## Start MATERIAL FOR THIS EXERCISE

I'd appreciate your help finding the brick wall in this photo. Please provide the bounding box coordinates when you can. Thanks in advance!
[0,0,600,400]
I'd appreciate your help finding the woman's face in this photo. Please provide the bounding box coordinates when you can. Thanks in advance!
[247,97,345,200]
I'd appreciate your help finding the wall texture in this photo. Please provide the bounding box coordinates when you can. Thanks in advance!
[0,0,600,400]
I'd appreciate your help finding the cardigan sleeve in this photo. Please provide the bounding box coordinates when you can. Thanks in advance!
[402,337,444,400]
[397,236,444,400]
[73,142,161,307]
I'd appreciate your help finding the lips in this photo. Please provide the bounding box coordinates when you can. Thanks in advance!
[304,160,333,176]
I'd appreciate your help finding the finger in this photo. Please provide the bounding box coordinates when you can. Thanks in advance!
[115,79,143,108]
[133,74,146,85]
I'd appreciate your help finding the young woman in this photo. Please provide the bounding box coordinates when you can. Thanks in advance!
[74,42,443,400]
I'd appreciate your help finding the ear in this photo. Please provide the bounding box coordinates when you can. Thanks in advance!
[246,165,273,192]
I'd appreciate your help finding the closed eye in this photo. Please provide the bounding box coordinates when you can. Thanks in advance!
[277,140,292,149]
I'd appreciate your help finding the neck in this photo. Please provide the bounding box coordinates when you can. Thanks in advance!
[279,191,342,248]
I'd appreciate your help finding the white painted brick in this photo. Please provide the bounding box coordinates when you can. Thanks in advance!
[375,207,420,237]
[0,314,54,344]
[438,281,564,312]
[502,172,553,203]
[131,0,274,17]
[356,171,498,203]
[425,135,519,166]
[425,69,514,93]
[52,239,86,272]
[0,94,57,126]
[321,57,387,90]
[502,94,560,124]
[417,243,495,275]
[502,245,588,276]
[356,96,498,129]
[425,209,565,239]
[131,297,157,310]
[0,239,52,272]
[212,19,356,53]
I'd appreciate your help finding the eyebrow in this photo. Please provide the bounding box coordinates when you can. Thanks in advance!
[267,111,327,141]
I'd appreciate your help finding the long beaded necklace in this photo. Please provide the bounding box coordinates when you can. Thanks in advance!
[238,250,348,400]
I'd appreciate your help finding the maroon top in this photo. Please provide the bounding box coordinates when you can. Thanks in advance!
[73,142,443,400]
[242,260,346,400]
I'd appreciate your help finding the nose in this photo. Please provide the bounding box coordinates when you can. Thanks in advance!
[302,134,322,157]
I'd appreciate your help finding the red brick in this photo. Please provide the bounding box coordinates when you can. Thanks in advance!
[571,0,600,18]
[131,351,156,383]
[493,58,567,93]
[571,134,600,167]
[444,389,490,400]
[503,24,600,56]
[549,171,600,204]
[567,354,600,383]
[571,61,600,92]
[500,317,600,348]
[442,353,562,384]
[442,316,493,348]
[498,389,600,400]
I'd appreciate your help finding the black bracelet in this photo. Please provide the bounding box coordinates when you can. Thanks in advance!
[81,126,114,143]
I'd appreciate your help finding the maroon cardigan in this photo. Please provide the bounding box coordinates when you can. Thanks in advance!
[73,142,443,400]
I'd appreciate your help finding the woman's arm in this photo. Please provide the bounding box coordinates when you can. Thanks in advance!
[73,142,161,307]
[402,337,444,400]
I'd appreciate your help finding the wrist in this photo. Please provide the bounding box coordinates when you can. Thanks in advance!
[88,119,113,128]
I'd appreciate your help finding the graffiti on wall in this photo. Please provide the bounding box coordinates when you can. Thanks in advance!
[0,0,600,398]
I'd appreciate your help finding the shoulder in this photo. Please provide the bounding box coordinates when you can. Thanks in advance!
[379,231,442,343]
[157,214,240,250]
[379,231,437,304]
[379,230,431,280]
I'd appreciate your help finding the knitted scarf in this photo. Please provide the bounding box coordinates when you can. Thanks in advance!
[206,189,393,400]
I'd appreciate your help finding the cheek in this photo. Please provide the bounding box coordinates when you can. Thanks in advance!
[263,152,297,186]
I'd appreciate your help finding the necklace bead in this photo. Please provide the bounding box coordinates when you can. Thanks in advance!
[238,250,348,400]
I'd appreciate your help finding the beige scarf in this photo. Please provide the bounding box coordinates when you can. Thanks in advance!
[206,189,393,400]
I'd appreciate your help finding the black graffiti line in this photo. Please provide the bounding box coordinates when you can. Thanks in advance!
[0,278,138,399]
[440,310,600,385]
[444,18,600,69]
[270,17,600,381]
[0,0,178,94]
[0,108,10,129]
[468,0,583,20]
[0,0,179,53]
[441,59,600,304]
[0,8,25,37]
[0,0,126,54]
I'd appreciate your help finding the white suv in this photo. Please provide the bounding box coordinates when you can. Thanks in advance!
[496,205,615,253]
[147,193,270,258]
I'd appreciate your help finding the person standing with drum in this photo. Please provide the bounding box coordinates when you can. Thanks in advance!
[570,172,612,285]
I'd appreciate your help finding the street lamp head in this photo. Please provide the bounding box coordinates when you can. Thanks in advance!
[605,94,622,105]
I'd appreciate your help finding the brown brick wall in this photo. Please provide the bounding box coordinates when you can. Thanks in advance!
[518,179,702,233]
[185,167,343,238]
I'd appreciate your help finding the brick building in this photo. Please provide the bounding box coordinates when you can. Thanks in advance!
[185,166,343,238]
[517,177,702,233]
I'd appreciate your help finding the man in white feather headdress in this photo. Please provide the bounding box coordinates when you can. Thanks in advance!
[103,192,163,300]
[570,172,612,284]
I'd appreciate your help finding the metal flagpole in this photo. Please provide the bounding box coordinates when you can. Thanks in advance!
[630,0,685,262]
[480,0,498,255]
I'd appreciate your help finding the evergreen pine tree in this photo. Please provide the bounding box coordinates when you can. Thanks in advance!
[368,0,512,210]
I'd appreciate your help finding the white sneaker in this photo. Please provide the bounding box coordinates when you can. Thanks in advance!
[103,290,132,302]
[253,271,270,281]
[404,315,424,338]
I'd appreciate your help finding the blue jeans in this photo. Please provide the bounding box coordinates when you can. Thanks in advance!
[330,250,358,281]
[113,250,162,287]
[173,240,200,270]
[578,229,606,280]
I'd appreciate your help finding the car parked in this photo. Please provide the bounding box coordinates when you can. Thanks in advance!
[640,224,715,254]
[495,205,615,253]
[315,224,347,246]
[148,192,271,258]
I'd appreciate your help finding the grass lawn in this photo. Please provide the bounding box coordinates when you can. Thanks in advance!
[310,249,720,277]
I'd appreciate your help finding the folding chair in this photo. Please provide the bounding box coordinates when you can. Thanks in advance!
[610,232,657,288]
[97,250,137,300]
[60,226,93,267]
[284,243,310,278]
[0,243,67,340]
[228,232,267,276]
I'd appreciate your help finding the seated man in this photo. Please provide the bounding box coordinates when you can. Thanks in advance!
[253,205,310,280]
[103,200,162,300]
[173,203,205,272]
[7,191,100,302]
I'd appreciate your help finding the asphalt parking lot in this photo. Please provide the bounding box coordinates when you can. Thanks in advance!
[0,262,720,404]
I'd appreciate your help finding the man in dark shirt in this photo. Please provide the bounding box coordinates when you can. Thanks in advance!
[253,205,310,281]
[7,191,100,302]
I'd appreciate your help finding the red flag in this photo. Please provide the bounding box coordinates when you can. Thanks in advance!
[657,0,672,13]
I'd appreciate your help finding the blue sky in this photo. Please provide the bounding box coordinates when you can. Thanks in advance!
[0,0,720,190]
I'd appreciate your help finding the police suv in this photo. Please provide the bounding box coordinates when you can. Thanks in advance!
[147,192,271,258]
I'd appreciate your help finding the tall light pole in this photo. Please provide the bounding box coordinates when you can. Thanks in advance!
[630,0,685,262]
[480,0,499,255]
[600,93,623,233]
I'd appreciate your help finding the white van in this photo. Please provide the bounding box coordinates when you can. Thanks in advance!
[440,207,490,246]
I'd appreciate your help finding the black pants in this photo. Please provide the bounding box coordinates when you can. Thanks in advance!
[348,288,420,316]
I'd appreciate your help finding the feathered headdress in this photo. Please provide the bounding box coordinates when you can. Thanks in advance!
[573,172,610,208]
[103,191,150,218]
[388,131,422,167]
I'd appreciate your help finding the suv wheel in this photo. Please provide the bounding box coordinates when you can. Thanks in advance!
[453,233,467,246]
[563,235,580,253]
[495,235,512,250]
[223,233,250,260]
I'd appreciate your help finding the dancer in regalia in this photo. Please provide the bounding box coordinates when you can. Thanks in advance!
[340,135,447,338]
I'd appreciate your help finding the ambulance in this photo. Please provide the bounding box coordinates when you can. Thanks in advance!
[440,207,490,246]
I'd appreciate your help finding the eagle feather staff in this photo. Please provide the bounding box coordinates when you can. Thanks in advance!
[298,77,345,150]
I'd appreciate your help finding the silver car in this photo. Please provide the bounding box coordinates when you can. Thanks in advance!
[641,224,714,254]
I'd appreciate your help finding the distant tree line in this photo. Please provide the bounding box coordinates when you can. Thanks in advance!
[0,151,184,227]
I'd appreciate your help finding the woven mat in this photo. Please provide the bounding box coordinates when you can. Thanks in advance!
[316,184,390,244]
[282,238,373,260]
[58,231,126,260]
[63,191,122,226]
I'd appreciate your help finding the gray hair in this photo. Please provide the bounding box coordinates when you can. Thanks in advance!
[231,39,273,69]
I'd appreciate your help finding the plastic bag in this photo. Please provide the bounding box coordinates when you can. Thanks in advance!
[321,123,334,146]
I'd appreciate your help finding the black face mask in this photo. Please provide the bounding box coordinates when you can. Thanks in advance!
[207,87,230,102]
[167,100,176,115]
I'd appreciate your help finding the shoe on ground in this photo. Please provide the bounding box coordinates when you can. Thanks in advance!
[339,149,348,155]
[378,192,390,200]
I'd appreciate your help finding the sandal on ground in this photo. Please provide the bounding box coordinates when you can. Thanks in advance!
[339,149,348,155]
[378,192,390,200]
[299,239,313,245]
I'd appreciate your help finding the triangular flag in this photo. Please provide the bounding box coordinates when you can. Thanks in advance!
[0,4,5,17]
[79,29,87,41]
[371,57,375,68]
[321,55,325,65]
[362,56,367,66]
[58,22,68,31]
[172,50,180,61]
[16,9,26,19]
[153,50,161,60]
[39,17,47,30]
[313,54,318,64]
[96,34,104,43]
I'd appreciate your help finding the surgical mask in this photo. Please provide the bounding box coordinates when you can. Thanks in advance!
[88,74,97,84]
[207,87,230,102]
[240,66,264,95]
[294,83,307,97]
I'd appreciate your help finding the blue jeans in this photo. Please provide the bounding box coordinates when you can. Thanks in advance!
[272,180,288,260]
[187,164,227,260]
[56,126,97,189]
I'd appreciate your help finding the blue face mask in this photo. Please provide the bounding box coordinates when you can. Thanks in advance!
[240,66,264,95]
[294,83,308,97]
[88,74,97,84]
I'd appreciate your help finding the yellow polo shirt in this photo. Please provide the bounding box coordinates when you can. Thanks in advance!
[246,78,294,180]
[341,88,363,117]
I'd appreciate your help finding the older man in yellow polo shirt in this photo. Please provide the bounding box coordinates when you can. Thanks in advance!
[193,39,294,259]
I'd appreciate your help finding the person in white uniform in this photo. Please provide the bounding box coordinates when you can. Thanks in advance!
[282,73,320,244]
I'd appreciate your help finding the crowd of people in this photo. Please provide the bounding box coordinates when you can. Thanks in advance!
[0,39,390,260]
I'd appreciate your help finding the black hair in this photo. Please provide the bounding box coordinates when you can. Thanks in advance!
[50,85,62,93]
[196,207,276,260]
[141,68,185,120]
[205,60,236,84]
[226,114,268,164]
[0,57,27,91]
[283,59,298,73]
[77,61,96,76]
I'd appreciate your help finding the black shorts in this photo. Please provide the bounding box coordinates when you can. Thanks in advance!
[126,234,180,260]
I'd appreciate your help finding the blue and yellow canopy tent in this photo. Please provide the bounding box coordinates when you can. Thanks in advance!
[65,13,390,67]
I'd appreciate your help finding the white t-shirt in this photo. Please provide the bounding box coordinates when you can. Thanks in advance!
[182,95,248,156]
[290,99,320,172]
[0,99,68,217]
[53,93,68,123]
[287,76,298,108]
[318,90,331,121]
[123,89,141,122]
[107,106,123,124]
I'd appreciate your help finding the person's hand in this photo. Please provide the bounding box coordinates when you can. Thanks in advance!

## End MATERIAL FOR THIS EXERCISE

(WRITTEN EXERCISE):
Arrange only the stretch of data that opens with the line containing "I'd appreciate your help finding the man in white" and closes with the line containing "[480,0,498,255]", both lines included, as a Markdown table. Use the columns Row and Text, with a running number and the line in each row, and skip any blank lines.

(REPLY TO THE EXERCISE):
| Row | Text |
|---|---|
| 1 | I'd appreciate your help finding the man in white feather headdress in this photo. Please provide the bounding box coordinates when you can. Thanks in advance! |
| 2 | [103,192,163,300] |
| 3 | [570,172,612,284] |
| 4 | I'd appreciate your help finding the metal flagpole in this photo. Please provide the bounding box coordinates when you can. Thanks in advance! |
| 5 | [630,0,685,262] |
| 6 | [480,0,498,255] |